§ **INSTRUCTIONS FOR THE TASK**
Which lines in the material below contain the string "white"? Pull out each of those lines in full. Upper and lower case count.

---------- LISTING

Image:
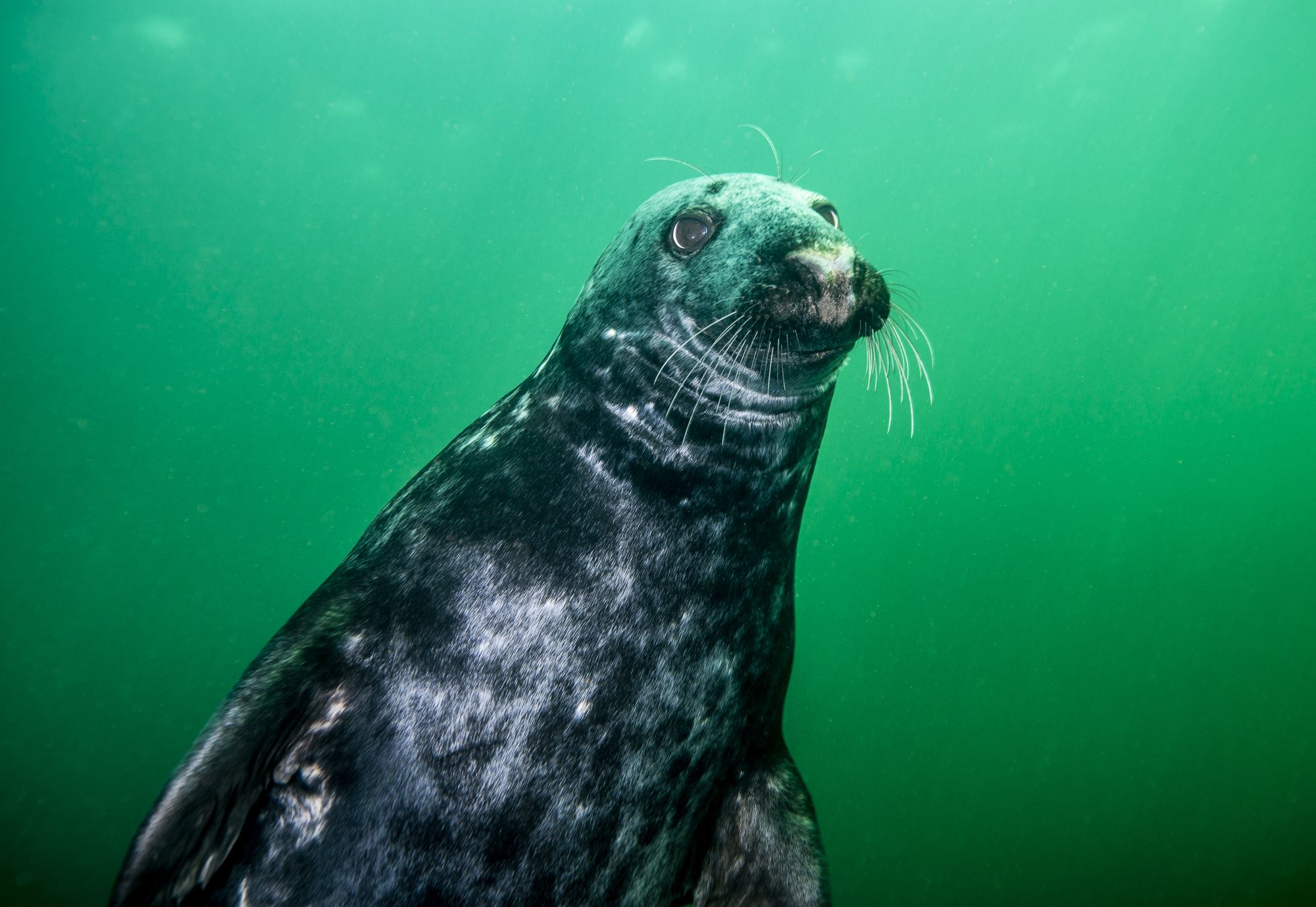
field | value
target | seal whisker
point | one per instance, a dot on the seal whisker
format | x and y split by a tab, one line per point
777	159
918	359
730	346
682	386
909	319
678	161
689	340
794	181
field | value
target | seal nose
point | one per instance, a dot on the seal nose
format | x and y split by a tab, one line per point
834	272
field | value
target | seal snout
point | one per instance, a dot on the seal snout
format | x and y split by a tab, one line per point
832	274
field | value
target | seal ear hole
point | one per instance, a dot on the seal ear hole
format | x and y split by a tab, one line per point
692	232
830	215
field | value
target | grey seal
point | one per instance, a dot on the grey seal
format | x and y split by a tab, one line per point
552	672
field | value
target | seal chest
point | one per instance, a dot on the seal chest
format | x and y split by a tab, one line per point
553	668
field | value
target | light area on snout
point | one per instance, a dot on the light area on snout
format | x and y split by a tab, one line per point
834	269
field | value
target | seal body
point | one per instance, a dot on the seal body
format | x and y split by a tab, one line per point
552	672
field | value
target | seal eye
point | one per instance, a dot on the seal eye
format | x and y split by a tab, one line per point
692	232
830	215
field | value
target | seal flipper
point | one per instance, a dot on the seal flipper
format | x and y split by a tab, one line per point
767	847
273	713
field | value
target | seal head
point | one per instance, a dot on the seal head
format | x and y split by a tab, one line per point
553	668
736	296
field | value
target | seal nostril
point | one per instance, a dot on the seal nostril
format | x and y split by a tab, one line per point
809	280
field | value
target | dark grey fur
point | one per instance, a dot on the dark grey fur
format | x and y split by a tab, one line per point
552	671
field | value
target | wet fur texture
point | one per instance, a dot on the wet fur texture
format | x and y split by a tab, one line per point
552	671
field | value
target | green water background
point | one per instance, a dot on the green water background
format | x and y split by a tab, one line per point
261	261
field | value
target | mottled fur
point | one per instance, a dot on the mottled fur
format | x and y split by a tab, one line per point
552	671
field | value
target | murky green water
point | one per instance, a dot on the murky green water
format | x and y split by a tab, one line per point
264	260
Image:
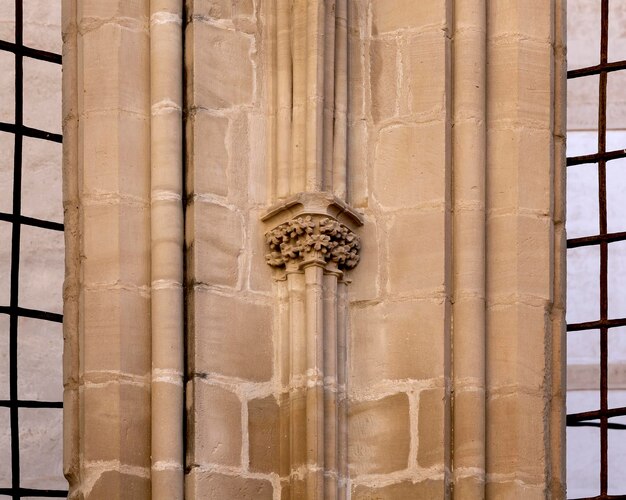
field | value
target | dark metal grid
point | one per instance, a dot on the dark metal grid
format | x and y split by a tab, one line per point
13	310
600	418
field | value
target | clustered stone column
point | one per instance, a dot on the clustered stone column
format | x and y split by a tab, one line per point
312	251
373	243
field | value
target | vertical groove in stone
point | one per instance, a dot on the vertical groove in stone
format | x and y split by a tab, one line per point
107	200
559	353
71	286
469	143
520	248
167	233
338	170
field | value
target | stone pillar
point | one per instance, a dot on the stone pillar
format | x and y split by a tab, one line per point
124	234
422	140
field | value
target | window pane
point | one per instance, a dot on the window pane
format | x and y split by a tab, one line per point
583	461
41	180
39	360
583	284
582	201
41	269
41	448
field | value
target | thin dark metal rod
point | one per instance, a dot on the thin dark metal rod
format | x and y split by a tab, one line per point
22	312
596	70
15	252
585	241
30	132
31	221
595	414
27	403
596	157
29	492
610	425
594	325
41	55
604	251
603	497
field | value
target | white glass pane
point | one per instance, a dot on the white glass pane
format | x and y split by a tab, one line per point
41	448
582	200
41	269
583	284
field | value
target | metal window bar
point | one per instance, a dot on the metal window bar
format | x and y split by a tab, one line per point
13	310
600	418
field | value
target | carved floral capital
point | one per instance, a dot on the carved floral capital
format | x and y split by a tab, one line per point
312	237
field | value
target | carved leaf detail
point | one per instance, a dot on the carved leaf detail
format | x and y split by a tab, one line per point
302	237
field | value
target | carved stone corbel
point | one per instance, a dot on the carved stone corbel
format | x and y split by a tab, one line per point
312	241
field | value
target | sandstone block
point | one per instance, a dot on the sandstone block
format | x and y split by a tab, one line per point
116	423
218	82
516	435
217	426
116	154
211	485
223	9
116	332
515	358
107	82
379	435
115	244
529	17
264	434
518	244
410	165
384	69
399	340
116	484
516	489
525	63
426	75
426	490
233	337
392	15
418	253
434	428
208	154
137	9
217	244
520	170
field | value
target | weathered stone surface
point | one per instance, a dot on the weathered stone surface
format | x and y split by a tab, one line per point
384	77
233	337
218	83
263	432
392	15
217	425
208	154
216	245
427	490
398	340
380	435
433	428
116	484
410	167
115	311
114	256
114	429
210	485
418	263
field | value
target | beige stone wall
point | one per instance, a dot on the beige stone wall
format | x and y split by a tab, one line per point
232	414
431	369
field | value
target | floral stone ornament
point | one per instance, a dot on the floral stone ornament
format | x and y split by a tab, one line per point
305	238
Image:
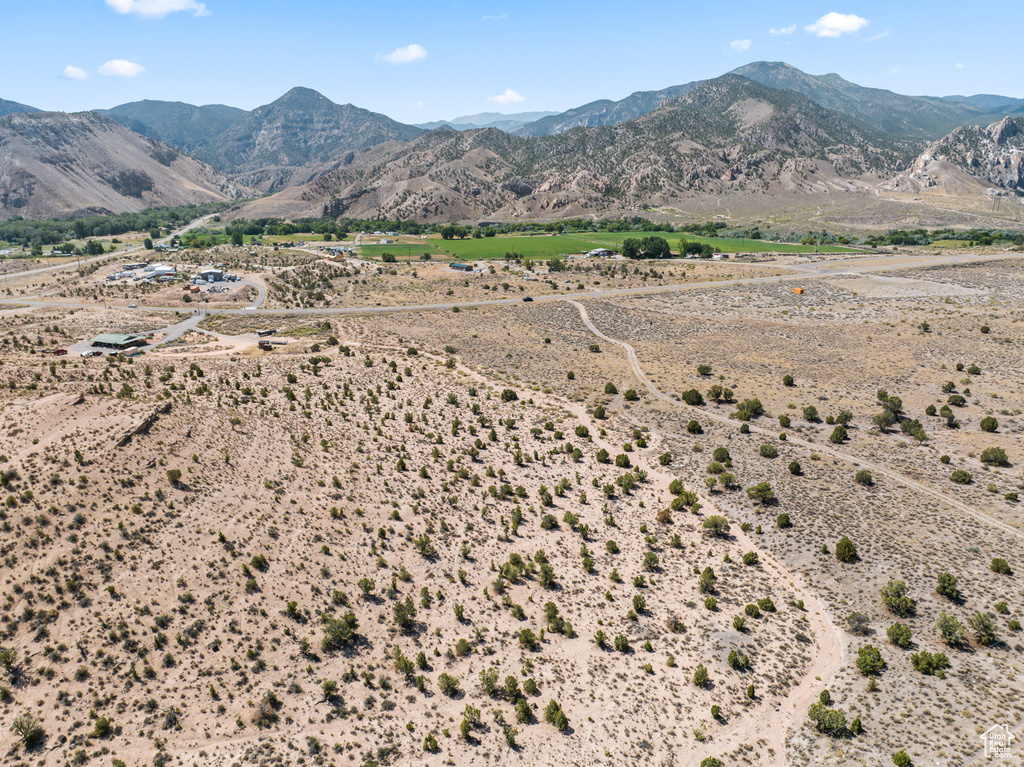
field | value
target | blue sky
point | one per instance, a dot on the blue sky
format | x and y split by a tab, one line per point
418	61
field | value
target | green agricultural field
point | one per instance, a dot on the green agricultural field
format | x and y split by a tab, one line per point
548	246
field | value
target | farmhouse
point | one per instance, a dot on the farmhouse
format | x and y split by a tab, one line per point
160	269
119	341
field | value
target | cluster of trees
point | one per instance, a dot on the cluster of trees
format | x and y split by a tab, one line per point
648	247
922	237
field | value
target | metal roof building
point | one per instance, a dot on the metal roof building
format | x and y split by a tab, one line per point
118	340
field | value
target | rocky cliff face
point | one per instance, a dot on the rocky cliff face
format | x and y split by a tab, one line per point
970	161
728	135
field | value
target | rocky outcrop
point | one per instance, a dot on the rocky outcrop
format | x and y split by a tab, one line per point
970	161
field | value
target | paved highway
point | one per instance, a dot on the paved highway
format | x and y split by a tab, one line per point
799	271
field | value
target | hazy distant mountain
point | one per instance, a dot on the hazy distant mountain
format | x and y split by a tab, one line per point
987	101
56	165
604	112
970	161
11	108
728	134
487	120
189	128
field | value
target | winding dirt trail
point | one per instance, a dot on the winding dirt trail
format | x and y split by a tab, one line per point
876	468
763	723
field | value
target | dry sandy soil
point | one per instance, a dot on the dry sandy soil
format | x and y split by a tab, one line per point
182	531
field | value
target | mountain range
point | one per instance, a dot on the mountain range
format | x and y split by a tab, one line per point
59	165
488	120
764	127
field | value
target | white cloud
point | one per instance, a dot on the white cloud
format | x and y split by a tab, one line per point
158	8
835	25
408	54
509	96
121	68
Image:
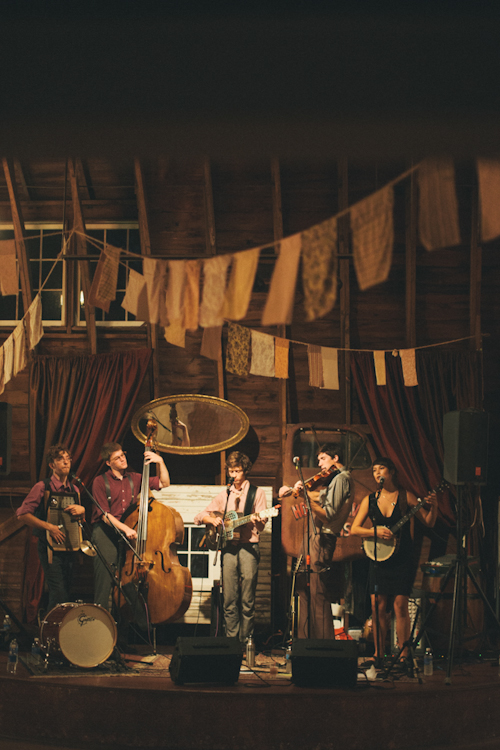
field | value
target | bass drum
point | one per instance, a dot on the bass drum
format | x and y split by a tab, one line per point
85	634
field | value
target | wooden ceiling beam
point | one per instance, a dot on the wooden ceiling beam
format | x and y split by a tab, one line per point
81	249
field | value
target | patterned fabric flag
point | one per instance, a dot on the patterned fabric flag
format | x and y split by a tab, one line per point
278	309
409	366
281	354
239	289
330	363
379	361
262	354
214	289
238	350
373	237
488	172
211	343
35	326
9	283
319	268
438	206
191	303
315	366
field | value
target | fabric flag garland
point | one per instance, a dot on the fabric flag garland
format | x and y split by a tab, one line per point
278	309
438	205
319	268
373	237
262	354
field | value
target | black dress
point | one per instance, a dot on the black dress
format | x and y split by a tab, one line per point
395	575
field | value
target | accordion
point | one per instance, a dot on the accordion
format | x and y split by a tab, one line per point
56	514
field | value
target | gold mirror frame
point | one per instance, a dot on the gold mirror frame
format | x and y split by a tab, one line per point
155	408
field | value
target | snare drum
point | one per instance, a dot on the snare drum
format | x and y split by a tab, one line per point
85	634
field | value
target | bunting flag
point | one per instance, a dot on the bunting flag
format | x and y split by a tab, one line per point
379	362
409	366
373	237
319	268
9	283
214	289
239	289
136	296
238	350
211	343
191	302
488	172
278	309
315	366
330	366
438	205
281	355
34	323
262	354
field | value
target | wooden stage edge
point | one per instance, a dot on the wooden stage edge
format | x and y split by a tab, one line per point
270	713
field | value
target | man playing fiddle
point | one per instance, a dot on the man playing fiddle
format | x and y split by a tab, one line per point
330	508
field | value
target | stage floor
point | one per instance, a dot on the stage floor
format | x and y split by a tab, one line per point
142	708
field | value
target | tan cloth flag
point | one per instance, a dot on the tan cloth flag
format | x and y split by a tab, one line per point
281	354
438	206
262	355
136	296
278	309
330	362
211	343
239	289
380	373
191	303
238	350
20	360
488	172
373	237
8	359
9	282
409	366
315	366
35	326
214	289
319	268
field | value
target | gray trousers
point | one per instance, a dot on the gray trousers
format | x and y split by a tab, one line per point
239	580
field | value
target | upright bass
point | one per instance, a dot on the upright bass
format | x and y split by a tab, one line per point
158	578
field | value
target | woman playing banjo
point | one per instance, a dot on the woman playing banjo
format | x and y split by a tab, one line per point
394	571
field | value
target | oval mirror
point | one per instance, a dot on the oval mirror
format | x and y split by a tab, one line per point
192	424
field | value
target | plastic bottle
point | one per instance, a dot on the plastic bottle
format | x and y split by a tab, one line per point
250	652
12	657
428	665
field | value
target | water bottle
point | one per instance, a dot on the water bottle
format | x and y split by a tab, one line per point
12	657
428	665
250	652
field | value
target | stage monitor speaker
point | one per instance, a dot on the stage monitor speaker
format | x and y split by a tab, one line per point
5	437
324	663
465	438
206	660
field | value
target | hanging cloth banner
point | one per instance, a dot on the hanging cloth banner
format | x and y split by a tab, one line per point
319	268
262	355
238	350
438	206
379	362
214	289
278	309
239	289
488	172
373	237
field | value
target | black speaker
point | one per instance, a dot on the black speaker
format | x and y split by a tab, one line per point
5	437
465	437
206	660
324	663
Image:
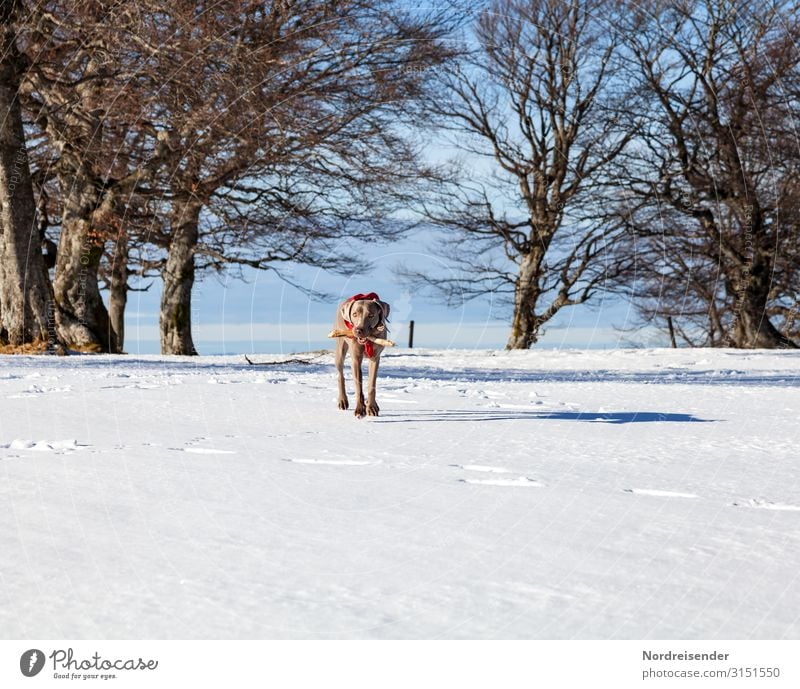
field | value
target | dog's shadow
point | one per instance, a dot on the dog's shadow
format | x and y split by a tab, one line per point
425	415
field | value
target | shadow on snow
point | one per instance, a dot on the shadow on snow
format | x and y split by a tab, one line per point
506	415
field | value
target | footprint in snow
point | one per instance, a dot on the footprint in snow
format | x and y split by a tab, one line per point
522	481
659	493
481	467
59	446
208	451
767	505
341	462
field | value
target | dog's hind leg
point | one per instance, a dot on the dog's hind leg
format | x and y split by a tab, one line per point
372	405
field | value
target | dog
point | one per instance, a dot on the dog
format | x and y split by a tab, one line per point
366	316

--------------------

§ **COMPLETE RESPONSE**
target | white glass pane
point | one per instance, a dot on the white glass pane
target | white cloud
point | one per instance, a dot on the white cloud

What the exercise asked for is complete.